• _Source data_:

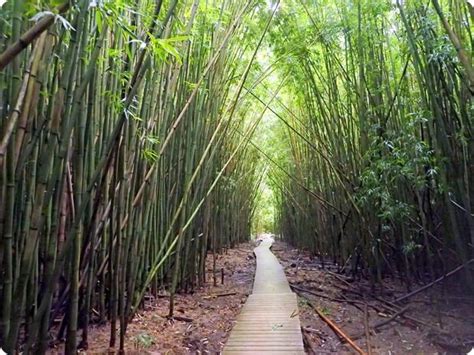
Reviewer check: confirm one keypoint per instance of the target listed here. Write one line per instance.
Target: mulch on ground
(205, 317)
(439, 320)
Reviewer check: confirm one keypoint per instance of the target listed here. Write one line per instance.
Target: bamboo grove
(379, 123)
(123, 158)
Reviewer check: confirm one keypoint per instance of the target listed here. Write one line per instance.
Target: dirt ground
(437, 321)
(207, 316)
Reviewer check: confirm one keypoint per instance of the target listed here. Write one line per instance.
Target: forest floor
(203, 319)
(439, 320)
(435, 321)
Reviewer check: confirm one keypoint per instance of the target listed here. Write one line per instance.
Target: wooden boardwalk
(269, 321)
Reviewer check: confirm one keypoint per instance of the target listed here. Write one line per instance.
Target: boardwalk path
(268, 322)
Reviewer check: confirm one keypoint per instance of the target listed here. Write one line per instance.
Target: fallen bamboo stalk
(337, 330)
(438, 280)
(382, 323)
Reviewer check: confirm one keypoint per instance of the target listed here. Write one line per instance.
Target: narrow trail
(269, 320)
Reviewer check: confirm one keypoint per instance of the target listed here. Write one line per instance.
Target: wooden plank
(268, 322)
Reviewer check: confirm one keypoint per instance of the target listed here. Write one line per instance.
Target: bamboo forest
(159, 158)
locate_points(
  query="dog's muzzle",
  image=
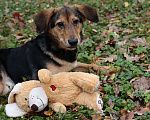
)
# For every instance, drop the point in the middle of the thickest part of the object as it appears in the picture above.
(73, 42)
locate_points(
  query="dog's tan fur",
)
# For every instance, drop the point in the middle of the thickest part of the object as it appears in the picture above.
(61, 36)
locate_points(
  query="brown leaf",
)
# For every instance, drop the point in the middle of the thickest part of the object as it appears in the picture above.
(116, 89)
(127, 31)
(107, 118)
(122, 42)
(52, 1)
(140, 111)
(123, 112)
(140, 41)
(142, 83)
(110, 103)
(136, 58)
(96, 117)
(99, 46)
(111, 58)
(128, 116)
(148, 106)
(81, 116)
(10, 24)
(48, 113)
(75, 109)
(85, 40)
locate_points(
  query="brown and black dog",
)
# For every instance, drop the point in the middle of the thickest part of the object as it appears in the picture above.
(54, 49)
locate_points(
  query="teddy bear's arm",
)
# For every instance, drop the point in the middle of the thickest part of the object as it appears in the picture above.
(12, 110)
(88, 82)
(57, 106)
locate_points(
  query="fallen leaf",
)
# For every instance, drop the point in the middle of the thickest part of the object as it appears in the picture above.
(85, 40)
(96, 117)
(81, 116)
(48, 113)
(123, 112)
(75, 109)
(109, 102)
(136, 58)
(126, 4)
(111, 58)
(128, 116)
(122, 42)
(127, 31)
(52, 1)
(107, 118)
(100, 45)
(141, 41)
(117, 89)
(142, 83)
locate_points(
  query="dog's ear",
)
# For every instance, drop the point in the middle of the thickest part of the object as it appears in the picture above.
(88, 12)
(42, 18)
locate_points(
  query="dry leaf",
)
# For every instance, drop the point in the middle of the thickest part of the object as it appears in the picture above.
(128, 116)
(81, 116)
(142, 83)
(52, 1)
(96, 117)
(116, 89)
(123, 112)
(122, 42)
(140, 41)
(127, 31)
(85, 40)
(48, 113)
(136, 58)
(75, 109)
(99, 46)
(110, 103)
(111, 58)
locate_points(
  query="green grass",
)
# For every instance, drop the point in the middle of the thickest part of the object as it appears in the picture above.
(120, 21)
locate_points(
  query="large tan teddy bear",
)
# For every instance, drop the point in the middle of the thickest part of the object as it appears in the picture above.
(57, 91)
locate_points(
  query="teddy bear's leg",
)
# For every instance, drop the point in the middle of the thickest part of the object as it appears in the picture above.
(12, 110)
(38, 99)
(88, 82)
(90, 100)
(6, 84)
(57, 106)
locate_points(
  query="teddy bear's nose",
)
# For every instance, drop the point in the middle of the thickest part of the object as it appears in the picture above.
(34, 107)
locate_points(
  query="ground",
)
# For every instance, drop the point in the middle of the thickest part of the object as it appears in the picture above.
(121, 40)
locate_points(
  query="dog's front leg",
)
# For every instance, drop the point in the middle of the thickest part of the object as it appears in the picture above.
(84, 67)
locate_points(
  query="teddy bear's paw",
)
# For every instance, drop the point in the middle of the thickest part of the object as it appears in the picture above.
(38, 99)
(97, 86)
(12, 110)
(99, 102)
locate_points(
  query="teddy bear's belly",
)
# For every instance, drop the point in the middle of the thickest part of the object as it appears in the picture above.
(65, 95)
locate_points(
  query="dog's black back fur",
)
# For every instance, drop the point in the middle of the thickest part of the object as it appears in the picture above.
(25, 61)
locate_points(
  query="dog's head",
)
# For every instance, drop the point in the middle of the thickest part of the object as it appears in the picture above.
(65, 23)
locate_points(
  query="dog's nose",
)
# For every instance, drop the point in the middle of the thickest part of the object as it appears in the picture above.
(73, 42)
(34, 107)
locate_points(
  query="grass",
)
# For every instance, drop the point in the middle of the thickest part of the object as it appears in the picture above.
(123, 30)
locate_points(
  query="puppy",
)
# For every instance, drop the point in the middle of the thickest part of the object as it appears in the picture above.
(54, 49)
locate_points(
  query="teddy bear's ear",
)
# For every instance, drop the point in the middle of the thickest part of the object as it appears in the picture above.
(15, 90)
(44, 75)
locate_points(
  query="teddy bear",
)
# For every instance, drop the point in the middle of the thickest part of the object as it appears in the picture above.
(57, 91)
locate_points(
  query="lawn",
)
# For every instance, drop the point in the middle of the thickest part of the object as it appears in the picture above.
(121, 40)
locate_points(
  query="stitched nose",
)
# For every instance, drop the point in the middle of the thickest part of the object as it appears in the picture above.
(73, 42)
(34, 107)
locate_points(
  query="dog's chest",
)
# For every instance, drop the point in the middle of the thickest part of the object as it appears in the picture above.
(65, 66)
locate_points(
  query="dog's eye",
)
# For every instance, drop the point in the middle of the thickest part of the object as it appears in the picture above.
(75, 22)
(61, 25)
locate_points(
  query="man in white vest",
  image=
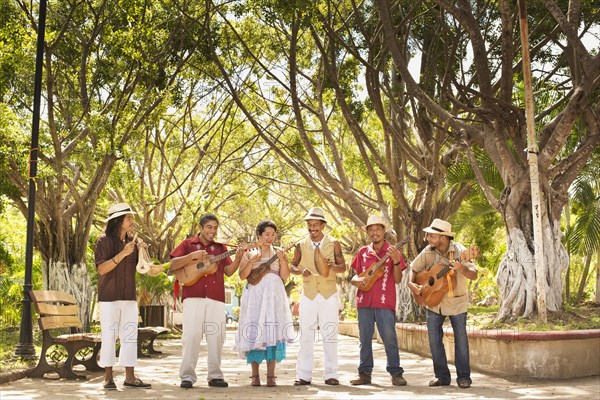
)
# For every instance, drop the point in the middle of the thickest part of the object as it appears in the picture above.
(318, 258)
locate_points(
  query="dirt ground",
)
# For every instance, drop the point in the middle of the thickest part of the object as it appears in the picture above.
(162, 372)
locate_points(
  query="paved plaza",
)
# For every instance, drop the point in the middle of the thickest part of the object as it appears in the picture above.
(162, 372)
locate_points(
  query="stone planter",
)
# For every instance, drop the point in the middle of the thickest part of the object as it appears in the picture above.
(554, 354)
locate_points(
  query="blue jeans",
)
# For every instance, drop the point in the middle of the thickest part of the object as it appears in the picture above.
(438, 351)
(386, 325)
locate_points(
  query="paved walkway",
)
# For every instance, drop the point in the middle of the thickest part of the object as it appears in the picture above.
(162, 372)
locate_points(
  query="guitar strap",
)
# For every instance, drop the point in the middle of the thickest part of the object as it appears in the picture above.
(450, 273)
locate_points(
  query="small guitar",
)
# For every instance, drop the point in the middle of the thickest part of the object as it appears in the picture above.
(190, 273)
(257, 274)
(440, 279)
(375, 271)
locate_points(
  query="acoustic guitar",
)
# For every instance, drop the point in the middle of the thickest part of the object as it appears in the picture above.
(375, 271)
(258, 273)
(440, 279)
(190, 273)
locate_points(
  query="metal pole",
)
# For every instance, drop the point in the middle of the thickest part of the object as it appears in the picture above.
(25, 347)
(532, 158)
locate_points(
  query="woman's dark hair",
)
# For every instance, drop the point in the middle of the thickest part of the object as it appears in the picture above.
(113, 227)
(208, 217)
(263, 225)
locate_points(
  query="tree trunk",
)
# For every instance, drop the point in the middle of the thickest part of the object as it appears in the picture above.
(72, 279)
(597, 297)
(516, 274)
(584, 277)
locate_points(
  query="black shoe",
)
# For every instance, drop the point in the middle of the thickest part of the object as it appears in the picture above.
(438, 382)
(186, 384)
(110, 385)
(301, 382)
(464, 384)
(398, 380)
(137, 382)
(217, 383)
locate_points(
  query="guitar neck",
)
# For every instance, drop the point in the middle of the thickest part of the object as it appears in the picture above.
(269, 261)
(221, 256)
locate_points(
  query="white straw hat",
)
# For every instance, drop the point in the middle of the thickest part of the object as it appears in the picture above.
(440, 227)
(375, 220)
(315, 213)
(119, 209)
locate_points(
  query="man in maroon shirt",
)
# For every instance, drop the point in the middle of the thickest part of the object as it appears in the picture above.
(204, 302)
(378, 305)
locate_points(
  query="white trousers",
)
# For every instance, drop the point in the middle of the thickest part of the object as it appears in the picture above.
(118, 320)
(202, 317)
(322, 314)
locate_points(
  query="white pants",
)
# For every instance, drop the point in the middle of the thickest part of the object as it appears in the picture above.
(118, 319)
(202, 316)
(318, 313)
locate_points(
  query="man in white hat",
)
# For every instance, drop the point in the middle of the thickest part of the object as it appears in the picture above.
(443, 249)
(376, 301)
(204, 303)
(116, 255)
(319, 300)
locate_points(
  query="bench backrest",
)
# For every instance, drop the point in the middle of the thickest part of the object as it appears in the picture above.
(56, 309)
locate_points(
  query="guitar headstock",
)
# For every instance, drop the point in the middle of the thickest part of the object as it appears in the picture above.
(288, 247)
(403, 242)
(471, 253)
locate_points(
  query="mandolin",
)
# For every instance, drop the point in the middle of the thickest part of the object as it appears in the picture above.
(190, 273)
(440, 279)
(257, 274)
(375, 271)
---
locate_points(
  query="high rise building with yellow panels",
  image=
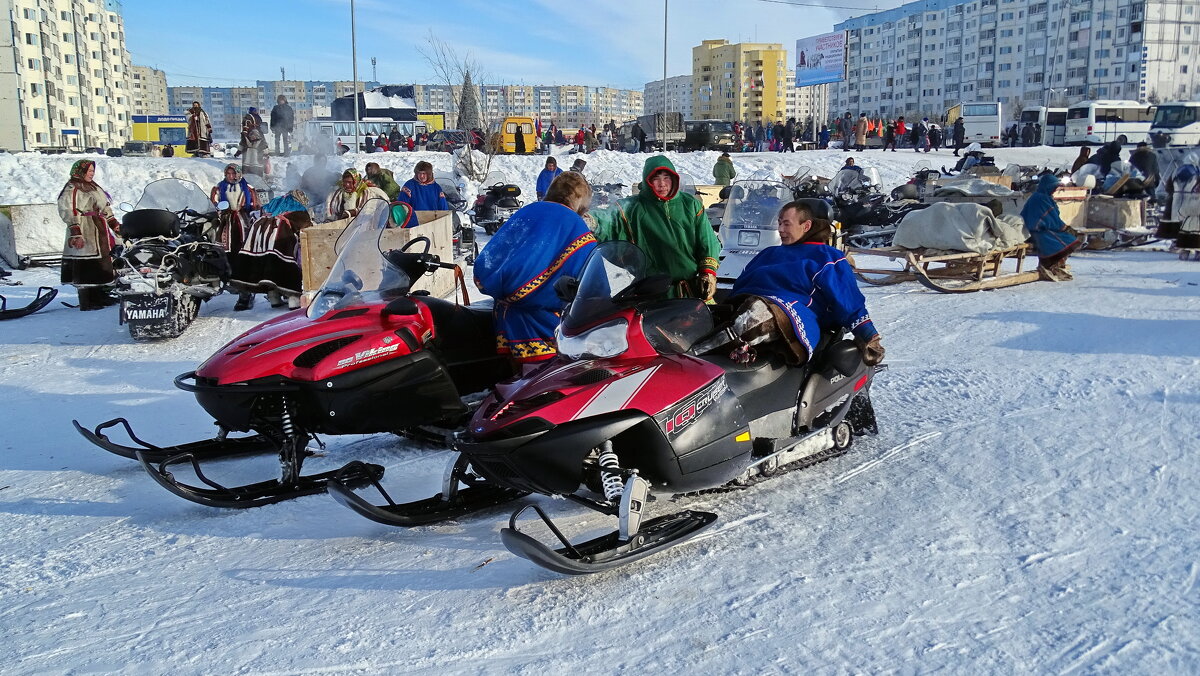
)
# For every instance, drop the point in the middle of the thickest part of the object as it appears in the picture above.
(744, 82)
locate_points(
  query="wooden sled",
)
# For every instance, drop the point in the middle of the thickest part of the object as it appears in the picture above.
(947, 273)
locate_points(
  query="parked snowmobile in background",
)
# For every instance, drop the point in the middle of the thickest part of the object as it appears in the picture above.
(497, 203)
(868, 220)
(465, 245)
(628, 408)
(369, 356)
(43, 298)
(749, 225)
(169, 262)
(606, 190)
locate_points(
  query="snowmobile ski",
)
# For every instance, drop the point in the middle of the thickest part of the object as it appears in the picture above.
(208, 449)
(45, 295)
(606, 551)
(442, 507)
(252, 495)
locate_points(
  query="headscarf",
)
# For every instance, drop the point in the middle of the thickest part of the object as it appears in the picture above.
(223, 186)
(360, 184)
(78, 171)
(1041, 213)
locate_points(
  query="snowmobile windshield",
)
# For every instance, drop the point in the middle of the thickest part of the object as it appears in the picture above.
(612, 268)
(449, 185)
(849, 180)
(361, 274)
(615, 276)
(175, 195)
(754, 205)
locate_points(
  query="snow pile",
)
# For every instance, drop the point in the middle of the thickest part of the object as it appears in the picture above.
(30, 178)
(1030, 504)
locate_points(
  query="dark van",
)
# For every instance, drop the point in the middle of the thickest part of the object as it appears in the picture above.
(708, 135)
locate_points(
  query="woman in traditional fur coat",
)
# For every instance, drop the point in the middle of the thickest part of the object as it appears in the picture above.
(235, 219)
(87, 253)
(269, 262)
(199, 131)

• _EXERCISE DETAILS_:
Pick out every line of the material above that contains the string "dark". Copy each of those lines.

• _FINAL RESULT_:
  query="woman's dark hair",
  query="dark van",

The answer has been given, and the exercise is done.